> Description of the task:
Using the forum thread on workshop lighting below, mark each statement yes or no and quote the words that decide it: (a) NazNomad's 20W LED batten replaced a 5ft tube. (b) fezman bought his 600x600 panel from eBay. (c) NazNomad plans to get two more for above the lathe.

> Supplied passage:
Cracking recommendation, thanks, Peter (Millard). Just bought one to try...superb value for money and the light output is awesome. =D>


----------



## petermillard (17 Aug 2017)

RogerS":pqfxn702 said:


> Cracking recommendation, thanks, Peter (Millard). Just bought one to try...superb value for money and the light output is awesome. =D>


[THUMBS UP SIGN]Impressive aren't they? No regrets here, every day in the workshop is a pleasure...


----------



## NazNomad (30 Aug 2017)

I fitted a 20W LED batten in the garage this afternoon... It's (almost literally) like night and day compared to the 5ft tube it replaced.

Also, I didn't realise you need to change the starter - which was supplied with the tube.

For 10-and-a-bit squids, it's a no-brainer really.

http://www.screwfix.com/p/philips-led-t ... tid=374950

I'll be getting another two for above the lathe next week.


----------



## fezman (30 Aug 2017)

I watched Peter's workshop video on the 600x600 panels. Bought one from Toolstation yesterday for my Garage / Workshop - made a massive difference, and thats just one of them. They were a bit dearer than ebay at £30 each, but still cheap enough that i am thinking of adding 1 or 2 more. 
thanks Peter for the tip (and all the other videos too)

> Records provided:
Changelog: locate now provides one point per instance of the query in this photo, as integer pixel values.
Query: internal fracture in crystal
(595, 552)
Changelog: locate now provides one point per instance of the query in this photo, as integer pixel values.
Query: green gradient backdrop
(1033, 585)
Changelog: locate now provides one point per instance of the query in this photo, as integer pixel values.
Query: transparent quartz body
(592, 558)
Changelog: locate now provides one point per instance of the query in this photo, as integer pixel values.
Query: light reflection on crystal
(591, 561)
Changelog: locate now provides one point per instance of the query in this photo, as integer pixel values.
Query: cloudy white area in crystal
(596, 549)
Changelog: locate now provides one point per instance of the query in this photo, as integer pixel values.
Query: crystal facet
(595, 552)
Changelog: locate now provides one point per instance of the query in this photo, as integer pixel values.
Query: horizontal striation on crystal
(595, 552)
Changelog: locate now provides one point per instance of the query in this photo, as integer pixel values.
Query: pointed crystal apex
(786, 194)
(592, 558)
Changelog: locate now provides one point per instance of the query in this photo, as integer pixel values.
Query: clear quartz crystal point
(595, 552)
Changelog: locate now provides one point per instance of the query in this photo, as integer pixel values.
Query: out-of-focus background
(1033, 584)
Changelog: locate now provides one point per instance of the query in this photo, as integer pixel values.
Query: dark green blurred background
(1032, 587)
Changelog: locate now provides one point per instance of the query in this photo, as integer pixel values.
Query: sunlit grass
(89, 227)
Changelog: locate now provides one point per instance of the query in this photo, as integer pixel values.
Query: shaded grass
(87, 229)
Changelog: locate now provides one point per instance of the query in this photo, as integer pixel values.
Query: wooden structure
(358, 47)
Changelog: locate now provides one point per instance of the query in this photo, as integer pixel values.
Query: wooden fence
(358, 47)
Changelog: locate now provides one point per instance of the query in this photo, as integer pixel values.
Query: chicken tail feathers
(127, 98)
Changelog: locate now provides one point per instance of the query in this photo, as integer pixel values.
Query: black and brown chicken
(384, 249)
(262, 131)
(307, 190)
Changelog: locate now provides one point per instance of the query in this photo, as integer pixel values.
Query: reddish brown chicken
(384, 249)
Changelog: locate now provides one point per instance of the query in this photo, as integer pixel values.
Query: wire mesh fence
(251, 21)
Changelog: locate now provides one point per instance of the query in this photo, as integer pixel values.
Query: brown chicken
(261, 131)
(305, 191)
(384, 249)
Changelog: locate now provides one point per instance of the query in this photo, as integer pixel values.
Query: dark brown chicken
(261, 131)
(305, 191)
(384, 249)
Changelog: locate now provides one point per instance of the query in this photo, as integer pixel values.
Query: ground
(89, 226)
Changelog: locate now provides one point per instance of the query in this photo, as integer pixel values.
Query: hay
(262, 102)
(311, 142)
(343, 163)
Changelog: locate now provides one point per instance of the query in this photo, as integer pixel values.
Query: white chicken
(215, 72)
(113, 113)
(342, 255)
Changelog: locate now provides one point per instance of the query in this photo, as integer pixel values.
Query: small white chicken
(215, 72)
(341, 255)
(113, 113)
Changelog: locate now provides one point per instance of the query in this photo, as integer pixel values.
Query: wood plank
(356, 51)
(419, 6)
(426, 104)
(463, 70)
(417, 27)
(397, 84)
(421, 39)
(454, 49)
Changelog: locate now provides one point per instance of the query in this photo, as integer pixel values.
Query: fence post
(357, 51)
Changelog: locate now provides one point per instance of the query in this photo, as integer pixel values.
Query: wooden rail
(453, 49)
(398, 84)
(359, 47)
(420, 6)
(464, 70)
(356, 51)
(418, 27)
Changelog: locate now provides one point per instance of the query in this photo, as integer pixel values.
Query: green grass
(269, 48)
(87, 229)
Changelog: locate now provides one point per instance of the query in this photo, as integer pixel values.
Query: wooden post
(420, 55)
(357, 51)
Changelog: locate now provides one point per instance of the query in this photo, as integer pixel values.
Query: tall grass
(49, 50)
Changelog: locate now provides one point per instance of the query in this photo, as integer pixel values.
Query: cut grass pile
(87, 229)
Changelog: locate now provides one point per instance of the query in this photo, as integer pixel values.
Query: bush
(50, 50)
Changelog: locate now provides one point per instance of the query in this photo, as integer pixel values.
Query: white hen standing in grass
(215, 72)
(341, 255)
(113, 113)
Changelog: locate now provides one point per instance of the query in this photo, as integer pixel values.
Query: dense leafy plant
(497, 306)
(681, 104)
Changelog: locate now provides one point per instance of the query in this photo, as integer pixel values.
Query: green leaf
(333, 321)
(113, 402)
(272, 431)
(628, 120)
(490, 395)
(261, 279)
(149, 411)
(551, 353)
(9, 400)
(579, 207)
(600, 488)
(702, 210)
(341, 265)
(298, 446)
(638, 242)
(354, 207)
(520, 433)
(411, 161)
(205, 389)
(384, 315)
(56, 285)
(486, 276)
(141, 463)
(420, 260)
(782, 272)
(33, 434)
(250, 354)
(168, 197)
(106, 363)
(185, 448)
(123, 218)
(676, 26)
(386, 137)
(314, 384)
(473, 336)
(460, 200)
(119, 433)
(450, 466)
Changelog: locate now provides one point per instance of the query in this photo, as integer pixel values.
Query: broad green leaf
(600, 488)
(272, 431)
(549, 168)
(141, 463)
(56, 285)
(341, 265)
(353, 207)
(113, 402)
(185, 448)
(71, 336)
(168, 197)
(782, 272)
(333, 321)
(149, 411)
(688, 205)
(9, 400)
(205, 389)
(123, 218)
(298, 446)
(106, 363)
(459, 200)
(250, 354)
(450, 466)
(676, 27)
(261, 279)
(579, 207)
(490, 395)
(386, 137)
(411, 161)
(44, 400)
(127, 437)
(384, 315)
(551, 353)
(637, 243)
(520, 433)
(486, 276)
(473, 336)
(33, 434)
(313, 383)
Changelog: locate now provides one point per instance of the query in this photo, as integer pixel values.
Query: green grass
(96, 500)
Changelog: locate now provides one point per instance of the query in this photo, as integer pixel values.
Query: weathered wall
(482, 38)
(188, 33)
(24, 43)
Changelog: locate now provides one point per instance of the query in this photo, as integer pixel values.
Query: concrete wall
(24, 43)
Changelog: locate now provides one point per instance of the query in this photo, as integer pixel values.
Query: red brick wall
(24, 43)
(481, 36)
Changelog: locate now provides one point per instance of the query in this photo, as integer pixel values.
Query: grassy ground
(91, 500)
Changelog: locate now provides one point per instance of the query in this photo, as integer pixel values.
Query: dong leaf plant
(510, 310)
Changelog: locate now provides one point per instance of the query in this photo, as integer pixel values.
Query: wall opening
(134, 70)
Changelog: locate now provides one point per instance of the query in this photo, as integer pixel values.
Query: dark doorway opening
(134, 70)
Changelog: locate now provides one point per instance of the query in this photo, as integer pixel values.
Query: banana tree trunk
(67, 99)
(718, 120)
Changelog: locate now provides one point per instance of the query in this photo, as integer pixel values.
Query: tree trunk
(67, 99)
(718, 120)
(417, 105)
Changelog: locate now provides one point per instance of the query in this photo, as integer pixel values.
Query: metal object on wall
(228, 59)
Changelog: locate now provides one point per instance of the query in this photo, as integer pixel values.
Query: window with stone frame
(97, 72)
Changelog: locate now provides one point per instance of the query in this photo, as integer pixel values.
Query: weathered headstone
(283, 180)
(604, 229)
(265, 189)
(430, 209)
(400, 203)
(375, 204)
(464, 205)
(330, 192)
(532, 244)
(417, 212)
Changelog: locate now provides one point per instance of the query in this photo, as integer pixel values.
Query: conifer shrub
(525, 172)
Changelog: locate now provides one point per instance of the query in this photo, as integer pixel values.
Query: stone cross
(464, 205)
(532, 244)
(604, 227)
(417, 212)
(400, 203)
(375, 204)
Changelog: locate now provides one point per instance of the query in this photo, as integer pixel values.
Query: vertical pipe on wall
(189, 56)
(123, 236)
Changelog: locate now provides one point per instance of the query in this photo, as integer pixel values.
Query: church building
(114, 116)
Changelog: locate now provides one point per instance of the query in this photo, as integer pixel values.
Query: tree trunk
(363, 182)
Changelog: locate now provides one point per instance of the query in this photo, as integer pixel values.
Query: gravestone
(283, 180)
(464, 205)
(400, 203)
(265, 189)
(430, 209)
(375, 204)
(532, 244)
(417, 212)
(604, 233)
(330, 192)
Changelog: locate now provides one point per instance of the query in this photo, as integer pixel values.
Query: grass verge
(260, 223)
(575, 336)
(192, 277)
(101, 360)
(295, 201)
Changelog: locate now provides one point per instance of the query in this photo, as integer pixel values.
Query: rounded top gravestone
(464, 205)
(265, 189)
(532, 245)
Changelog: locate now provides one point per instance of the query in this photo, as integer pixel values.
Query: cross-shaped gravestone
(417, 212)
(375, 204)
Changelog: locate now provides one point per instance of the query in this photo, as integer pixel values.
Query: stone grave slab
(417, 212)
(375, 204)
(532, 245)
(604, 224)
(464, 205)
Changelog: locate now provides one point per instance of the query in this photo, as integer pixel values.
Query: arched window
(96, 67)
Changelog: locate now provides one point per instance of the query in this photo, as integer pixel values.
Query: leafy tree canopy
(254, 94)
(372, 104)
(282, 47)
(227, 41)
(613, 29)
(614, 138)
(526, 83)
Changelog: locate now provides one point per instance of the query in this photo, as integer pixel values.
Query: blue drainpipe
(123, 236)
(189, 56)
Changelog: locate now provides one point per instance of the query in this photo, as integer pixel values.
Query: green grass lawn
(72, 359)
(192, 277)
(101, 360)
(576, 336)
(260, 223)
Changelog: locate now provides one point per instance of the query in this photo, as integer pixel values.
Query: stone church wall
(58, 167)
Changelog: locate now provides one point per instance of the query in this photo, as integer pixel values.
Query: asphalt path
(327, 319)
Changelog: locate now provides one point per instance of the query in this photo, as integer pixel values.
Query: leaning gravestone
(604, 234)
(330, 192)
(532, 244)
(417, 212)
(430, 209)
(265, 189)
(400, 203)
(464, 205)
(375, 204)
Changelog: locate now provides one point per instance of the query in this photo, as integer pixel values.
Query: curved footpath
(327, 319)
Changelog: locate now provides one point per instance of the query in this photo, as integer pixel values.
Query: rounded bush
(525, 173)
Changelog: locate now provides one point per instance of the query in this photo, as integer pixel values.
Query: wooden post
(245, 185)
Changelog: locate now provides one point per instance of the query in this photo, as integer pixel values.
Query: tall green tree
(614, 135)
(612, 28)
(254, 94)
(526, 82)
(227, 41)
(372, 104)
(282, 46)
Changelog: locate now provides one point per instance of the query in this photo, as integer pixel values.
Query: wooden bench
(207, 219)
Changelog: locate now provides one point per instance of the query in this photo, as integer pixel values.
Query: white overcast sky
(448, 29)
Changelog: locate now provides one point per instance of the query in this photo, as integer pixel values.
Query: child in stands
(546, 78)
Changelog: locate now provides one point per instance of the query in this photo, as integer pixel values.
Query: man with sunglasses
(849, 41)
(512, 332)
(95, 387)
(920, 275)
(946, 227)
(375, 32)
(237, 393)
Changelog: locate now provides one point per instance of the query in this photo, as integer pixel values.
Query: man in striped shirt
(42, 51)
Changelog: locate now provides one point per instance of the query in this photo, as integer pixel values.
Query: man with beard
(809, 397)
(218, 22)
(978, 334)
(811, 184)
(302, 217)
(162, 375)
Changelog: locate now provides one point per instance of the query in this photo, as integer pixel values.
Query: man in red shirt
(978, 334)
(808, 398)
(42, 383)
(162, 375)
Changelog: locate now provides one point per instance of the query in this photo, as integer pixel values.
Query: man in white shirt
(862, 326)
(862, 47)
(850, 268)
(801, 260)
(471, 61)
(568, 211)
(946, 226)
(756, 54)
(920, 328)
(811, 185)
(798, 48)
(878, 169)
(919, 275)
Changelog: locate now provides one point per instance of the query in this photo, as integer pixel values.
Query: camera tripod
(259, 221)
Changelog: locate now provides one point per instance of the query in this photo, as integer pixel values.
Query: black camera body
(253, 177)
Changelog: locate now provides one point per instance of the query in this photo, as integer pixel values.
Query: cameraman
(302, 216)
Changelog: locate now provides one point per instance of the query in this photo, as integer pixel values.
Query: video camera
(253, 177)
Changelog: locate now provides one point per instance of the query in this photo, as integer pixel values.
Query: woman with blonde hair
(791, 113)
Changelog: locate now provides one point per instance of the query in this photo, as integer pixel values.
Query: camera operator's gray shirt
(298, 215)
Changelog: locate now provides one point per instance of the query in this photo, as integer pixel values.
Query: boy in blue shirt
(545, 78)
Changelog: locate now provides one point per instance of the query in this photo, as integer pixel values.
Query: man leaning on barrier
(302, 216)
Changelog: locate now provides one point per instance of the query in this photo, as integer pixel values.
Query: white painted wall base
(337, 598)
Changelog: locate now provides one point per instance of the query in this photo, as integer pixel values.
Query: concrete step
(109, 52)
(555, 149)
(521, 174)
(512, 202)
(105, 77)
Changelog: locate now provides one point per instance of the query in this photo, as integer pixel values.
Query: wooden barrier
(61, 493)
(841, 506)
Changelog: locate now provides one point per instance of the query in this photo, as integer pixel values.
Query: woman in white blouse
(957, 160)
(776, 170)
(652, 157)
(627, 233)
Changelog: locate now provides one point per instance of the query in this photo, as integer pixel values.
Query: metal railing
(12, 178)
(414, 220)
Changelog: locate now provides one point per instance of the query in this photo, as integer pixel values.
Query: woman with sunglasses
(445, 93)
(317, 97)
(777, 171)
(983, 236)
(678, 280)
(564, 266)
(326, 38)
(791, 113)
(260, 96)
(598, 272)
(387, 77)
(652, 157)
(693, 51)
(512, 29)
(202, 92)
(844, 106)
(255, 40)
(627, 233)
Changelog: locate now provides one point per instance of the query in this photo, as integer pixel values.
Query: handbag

> Full answer:
(a) Yes: "compared to the 5ft tube it replaced."
(b) No: "Bought one from Toolstation yesterday"
(c) Yes: "I'll be getting another two for above the lathe next week."